# Task to carry out
All lines from the one including "369L234 361L218 360L214" to the bottom of the entries below should be repeated exactly, both ends kept.
Information given Block Start
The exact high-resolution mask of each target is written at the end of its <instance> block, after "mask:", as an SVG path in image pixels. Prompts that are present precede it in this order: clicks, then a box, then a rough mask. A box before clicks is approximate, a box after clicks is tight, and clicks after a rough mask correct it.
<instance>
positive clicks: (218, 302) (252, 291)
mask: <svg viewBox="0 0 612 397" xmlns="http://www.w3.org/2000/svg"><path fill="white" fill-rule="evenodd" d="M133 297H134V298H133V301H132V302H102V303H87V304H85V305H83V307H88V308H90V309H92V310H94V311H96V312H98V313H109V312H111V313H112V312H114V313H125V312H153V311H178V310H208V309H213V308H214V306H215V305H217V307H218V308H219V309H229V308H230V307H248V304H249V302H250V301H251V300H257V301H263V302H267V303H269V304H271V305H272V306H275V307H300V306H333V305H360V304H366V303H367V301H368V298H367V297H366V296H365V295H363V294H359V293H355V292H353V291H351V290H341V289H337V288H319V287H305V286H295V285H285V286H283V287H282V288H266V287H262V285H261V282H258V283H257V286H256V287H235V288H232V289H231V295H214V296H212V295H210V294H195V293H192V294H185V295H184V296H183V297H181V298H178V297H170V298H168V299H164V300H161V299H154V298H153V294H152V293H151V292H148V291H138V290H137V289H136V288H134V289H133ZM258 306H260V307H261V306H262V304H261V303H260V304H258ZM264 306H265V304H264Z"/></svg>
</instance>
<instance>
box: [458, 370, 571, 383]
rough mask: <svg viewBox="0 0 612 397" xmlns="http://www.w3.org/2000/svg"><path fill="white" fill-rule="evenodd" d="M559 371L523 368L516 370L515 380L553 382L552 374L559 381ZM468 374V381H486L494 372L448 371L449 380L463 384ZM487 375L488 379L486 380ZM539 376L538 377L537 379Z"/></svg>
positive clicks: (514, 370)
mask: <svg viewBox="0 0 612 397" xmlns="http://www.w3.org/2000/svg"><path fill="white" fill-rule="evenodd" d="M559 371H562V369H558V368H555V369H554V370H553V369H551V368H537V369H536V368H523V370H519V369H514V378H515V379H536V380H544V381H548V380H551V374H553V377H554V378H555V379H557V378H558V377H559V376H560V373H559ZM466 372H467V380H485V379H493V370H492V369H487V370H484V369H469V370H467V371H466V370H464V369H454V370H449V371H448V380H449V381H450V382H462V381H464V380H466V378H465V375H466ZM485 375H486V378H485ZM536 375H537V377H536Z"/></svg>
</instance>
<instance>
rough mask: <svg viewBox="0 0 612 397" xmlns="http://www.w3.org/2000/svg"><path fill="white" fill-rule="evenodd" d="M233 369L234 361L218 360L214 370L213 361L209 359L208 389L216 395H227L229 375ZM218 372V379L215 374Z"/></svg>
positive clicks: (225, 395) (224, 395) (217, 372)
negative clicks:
Information given Block End
# Solution to this problem
rough mask: <svg viewBox="0 0 612 397" xmlns="http://www.w3.org/2000/svg"><path fill="white" fill-rule="evenodd" d="M233 369L234 361L218 360L214 370L213 361L209 359L208 389L216 395H227L229 375ZM218 372V379L215 374Z"/></svg>
positive clicks: (225, 395) (224, 395) (217, 372)
negative clicks:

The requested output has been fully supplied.